题目陈述 1: 请列出文档片段中所设计的栈支持的全部操作。
题目陈述 2: 请原样抄录文档片段中从“O(n) runtime, O(n) space – Extra”到“min stack too.”的内容。
题目陈述 3: 根据文档片段中的空间优化方案，若新元素大于当前最小值，应如何处理？

文档片段:
──────────

O(n) runtime, O(n) space – Extra stack:
Use an extra stack to keep track of the current minimum value. During the push operation we choose the new element or the current minimum, whichever that is smaller to push onto the min stack.
O(n) runtime, O(n) space – Minor space optimization:
If a new element is larger than the current minimum, we do not need to push it on to the min stack. When we perform the pop operation, check if the popped element is the same as the current minimum. If it is, pop it off the min stack too.
Design a stack that supports push, pop, top, and retrieving the minimum element in constant time.
- push(x) -- Push element x onto stack.
- pop() -- Removes the element on top of the stack.
- top() -- Get the top element.
- getMin() -- Retrieve the minimum element in the stack.

──────────

数据摘录:
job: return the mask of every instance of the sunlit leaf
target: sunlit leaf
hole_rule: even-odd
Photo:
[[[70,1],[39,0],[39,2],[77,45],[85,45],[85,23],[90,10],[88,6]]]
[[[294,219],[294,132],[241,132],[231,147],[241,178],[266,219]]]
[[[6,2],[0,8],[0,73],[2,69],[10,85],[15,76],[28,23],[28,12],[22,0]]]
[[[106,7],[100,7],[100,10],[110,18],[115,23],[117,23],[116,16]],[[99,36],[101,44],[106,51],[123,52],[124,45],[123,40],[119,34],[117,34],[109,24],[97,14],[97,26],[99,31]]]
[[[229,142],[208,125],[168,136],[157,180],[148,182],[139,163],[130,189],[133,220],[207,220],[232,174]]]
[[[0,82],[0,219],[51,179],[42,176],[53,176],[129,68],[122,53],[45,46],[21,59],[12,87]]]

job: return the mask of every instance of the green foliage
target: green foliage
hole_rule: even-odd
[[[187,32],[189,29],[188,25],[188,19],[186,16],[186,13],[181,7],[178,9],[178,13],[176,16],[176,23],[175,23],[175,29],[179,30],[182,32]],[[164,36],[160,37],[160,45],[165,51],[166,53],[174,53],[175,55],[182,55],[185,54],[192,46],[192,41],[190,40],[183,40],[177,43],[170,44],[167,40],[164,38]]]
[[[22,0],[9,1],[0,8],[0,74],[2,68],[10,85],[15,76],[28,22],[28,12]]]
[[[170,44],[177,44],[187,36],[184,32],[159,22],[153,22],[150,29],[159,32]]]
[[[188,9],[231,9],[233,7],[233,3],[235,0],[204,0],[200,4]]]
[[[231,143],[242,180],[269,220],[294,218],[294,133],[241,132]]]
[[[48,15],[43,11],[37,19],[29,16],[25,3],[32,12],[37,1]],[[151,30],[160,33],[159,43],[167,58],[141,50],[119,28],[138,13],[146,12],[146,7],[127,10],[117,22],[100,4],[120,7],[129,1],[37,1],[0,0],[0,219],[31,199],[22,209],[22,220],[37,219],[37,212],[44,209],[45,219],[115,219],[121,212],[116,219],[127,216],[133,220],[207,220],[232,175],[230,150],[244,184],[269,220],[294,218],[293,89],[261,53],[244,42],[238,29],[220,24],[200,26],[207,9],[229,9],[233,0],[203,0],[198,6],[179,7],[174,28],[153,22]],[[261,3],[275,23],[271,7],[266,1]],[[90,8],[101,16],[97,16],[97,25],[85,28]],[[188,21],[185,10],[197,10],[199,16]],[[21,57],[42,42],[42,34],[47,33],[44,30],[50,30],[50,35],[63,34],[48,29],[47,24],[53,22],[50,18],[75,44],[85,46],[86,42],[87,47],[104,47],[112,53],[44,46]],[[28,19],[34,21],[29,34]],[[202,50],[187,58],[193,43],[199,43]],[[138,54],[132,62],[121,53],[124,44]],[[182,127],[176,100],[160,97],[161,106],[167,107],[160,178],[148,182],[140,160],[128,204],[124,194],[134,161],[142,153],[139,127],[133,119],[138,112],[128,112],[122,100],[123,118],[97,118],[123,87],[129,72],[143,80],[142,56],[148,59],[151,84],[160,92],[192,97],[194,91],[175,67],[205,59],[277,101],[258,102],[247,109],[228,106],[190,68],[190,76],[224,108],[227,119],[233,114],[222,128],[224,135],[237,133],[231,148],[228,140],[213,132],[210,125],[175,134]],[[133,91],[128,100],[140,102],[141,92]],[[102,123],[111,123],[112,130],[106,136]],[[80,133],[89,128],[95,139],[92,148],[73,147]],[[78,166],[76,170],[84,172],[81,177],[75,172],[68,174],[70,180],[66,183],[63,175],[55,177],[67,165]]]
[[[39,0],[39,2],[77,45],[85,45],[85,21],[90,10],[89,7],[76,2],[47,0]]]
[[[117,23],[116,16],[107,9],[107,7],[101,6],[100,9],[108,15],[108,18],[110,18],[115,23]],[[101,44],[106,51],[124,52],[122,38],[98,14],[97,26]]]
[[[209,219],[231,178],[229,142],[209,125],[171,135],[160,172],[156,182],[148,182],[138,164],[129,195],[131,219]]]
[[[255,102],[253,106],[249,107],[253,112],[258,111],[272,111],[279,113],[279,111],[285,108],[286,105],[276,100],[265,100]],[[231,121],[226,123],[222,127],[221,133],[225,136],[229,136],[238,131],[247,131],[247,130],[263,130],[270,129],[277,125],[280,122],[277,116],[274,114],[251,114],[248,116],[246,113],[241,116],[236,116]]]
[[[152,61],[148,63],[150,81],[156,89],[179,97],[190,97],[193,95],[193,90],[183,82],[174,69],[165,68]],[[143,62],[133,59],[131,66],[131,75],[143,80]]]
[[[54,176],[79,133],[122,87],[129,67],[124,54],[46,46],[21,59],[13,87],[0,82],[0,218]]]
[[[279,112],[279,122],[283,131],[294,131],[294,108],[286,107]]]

──────────

任务答案 1: push(x)、pop()、top()、getMin()

任务答案 2:
O(n) runtime, O(n) space – Extra stack:
Use an extra stack to keep track of the current minimum value. During the push operation we choose the new element or the current minimum, whichever that is smaller to push onto the min stack.
O(n) runtime, O(n) space – Minor space optimization:
If a new element is larger than the current minimum, we do not need to push it on to the min stack. When we perform the pop operation, check if the popped element is the same as the current minimum. If it is, pop it off the min stack too.

任务答案 3: 无需将其压入最小栈。